→ BLOCCO DI TESTO
--------------------------------
Grazie mille. E’ la storia, divisa in due atti, di un gruppo di cinque ragazzi che vivono in un mondo appunto desolato. Nel nostro presente, ad un certo punto la gravità viene a mancare. 500 anni nel futuro, in una piccola città che è stata costruita sottoterra, la società è in qualche modo rimasta uguale alla nostra, forse più estremizzata. Ho sempre raccontato storie per adulti, e ad un certo punto ho voluto invece provare a scrivere quello che provavo io da adolescente, oppresso da scuola, società, religione. Ho utilizzato come espediente proprio la mancanza della gravità, chiedendomi cosa potrebbe fare un gruppo di giovani adolescenti se venissero sciolti da questi legami, dalle leggi alla famiglia, fino alla forza di gravità. Questi ragazzi non sanno nemmeno dove stanno andando, proprio come diceva Kerouac in Sulla Strada. Questo è solo l’incipit, nel secondo capitolo, potrà essere banale, ma ognuno proverà a cercare la propria strada, anche se sarà più importante il viaggio rispetto all’obbiettivo da raggiungere. In generale, mi sono chiesto come potessero svilupparsi in un mondo del genere.
Nel primo ci avete dunque presentato i personaggi, la società opprimente in cui vivono, quasi fascista e non molto diversa dalla nostra, tra l’altro, e questo bisogno di fuggire che li spinge appunto ad evadere da essa. Cosa li aspetta dunque?
Il secondo volume avrà molta più azione. Dopo aver presentato il tutto, ci sarà una crescita per loro in seguito alla conclusione molto forte del primo atto. Si troveranno a dover attraversare un oceano senza più acqua, ad incontrare delle strane creature. Secondo me, sarà un capitolo più bello rispetto al precedente, ma estremamente legato ad esso, quindi leggetelo! (ride, ndr).
Non ti nascondo che questi protagonisti mi hanno ricordato non poco il giovane Naruto.
E io ti confesso che non ho mai letto Naruto. So solo che corre con le braccia dietro la schiena!
Fondamentalmente, è anche lui un giovane che si ritrova escluso da una società che non lo accetta, e dunque fa il buffone per farsi accettare. Uno spirito quasi punk, andando contro le regole e cercando di fottere il sistema. Sarai anche tu forse un po’ punk?
Assolutamente no. Certo, ci sono delle cose che mi infastidiscono e non lo tengo per me. Mi sta sul cazzo la chiesa, per questo metto le bestemmie, ho delle idee sulla nostra società che non sono per niente in linea con quella attuale, e credo che ad un certo punto qualcosa cambierà radicalmente, perché non so quanto potremo andare avanti così, stiamo arrivando al limite. Ci sono dei personaggi controversi, come Trump o Bolsonaro, che stanno crescendo sempre di più, e per me questo è un segnale che stia per arrivare qualcosa che ci costringerà a cambiare. Le storie, ma anche i film e i fumetti stessi, non potranno certamente salvarci, ma potrebbero darci un altro punto di vista su cui riflettere.
--------------------------------
→ MATERIALE RIPORTATO
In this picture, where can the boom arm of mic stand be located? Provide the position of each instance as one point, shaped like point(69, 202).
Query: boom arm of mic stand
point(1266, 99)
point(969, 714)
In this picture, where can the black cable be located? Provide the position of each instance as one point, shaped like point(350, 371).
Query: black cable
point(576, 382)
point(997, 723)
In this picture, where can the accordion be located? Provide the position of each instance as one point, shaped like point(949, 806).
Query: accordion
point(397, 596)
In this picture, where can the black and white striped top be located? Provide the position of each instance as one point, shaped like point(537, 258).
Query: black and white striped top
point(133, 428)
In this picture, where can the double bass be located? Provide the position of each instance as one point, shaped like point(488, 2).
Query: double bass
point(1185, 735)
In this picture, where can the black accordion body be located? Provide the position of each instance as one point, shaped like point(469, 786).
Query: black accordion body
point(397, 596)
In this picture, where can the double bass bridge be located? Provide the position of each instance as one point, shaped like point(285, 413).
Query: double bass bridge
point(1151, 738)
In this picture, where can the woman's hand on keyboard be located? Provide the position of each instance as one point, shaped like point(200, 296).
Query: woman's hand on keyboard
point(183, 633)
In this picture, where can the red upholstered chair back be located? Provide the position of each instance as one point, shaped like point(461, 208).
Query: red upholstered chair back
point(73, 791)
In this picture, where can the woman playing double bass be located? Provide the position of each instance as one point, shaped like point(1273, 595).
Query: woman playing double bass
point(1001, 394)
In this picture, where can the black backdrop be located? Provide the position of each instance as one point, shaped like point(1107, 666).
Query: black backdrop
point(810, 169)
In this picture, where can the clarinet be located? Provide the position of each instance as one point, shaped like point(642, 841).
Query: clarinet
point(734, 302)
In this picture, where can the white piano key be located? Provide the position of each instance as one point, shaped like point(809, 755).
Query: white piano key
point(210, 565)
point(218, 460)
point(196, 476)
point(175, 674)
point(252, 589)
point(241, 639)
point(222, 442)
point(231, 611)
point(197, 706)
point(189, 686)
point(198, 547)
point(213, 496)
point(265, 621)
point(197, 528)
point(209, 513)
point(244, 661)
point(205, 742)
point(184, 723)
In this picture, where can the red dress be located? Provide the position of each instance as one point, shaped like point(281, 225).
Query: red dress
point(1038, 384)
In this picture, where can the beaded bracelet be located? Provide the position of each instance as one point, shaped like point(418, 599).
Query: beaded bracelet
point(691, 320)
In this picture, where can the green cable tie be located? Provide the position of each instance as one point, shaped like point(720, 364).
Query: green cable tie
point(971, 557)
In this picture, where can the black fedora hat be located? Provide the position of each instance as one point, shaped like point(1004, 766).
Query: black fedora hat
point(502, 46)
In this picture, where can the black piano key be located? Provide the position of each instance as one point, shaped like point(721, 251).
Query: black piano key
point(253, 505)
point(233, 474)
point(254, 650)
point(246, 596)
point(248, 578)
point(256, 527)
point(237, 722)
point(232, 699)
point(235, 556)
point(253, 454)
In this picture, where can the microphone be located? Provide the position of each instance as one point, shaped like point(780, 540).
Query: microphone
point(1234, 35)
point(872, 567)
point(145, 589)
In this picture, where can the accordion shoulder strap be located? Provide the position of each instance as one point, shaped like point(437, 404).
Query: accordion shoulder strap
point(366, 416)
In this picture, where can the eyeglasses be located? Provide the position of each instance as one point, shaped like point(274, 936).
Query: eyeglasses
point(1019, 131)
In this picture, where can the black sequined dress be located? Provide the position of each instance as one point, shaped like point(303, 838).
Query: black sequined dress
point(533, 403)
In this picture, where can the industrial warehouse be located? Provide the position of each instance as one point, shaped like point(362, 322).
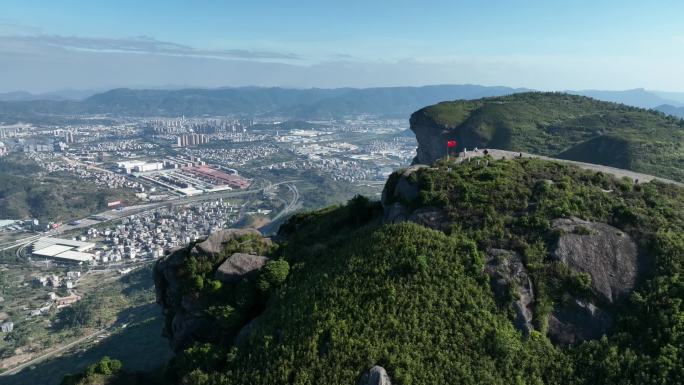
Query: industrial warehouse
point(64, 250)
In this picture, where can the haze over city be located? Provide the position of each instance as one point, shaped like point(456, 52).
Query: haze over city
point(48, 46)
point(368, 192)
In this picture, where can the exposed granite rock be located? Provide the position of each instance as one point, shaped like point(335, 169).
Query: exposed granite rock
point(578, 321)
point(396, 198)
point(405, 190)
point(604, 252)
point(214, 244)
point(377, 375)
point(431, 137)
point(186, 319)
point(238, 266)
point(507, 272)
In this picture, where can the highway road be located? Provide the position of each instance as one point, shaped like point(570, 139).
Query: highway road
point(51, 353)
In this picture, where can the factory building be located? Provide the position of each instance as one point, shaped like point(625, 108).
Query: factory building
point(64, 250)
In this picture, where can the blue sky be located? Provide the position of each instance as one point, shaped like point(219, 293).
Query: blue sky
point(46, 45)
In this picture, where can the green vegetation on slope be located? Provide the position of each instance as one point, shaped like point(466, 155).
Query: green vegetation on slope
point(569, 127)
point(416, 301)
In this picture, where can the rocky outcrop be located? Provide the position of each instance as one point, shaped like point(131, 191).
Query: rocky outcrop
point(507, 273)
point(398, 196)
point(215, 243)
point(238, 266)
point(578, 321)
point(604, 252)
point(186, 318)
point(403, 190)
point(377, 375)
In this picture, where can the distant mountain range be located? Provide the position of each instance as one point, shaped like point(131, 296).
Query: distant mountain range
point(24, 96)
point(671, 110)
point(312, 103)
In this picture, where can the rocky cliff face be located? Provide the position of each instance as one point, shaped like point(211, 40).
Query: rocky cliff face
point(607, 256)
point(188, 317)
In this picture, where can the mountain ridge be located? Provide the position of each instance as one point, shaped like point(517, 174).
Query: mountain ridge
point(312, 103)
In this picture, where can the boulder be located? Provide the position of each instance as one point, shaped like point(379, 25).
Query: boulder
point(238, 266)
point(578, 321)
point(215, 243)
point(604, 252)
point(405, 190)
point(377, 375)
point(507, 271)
--------------------------------
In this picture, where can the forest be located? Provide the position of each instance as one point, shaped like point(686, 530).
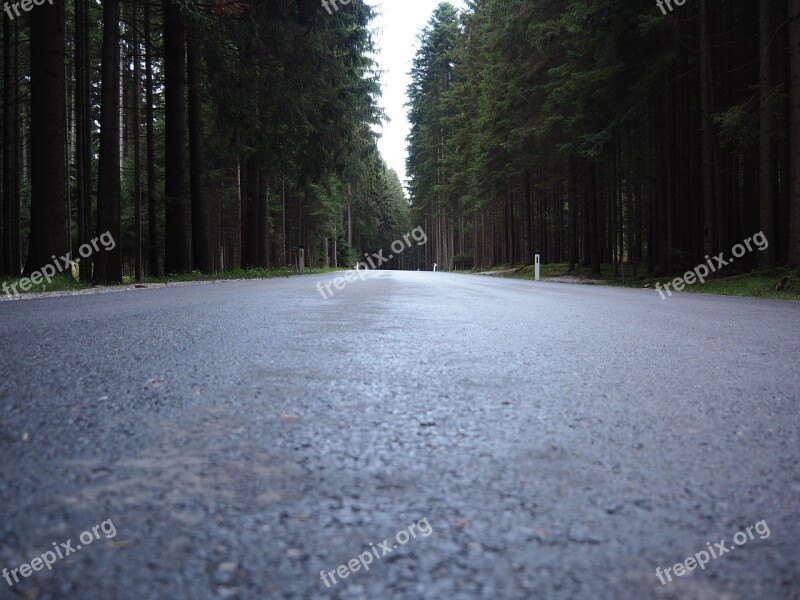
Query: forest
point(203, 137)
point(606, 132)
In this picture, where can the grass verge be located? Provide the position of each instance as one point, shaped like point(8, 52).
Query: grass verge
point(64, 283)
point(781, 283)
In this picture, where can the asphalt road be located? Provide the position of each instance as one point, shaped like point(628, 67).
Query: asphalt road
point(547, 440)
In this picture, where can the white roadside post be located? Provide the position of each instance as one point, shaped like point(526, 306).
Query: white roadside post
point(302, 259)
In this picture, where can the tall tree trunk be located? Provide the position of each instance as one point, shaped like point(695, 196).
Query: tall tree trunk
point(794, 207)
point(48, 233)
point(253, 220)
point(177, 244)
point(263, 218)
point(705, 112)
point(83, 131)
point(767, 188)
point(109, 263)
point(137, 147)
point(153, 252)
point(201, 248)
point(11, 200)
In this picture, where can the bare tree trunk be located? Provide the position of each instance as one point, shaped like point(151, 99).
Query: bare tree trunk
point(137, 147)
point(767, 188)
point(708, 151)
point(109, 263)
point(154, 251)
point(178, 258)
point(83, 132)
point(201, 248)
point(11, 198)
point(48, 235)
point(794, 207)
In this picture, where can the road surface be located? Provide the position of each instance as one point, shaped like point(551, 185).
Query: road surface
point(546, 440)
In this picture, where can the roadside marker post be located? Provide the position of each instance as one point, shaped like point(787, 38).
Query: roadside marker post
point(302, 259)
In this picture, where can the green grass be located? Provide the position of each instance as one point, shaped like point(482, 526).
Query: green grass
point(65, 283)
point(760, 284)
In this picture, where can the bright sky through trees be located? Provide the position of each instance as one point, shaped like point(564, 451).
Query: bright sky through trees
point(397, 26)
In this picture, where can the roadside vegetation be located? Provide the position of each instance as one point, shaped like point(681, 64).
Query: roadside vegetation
--------------------------------
→ PARTI DELL'ESERCIZIO
A. Ricopi il passo dell'intervista che va da "Fondamentalmente, è anche" fino a "un po’ punk?", quest'ultimo compreso.
B. Risponda alle seguenti domande basandosi sull'intervista.
(i) In quale futuro è ambientata la storia?
(ii) Che cosa dovranno attraversare i ragazzi nel secondo volume?
(iii) Quali personaggi controversi vengono citati?
C. Prosegua l'intervista a partire dal punto in cui si interrompe.
Il materiale non ha alcun legame con l'intervista.

→ RISULTATI PER CONSEGNA
A.
Fondamentalmente, è anche lui un giovane che si ritrova escluso da una società che non lo accetta, e dunque fa il buffone per farsi accettare. Uno spirito quasi punk, andando contro le regole e cercando di fottere il sistema. Sarai anche tu forse un po’ punk?

B.
(i) 500 anni nel futuro, in una piccola città costruita sottoterra.
(ii) Un oceano senza più acqua.
(iii) Trump e Bolsonaro.

C.
La disegnatrice di Desolation Club è Vittoria Macioci, giovanissima fumettista, che arriva dalla scuola francese, qui alla sua prima effettiva esperienza, giusto?
Esatto. La piccola elfetta di m***a (ride, ndr). Vittoria arriva da una scuola del fumetto di Lione, ha avuto come insegnante tra l’altro Lewis Trondheim. L’ho scoperta grazie ad una amica francese che me l’ha segnalata. Dopo una serata parecchio alcolica, mi sono deciso a proporle questo soggetto allucinato che pensavo fosse perfetto illustrato da lei. L’idea le è piaciuta molto, e abbiamo chiuso un contratto sempre con Sarbacane in Francia, e con Saldapress in Italia. Sebbene il primo capitolo sia uscito prima Italia rispetto alla Francia, il secondo uscirà con l’editore francese verso Gennaio per una questione editoriale. Qui arriverà in primavera, Marzo o Aprile, magari in anteprima al Comicon o a Romics.
Preparando l’intervista, mi sono informato su tutta la tua produzione, e sono rimasto molto colpito dalla quantità e dalla varietà di genere dei tuoi lavori. Basti pensare a quanto siano diversi fra loro Mooned, La Lupa e Desolation Club. Che tipo di approccio hai quindi?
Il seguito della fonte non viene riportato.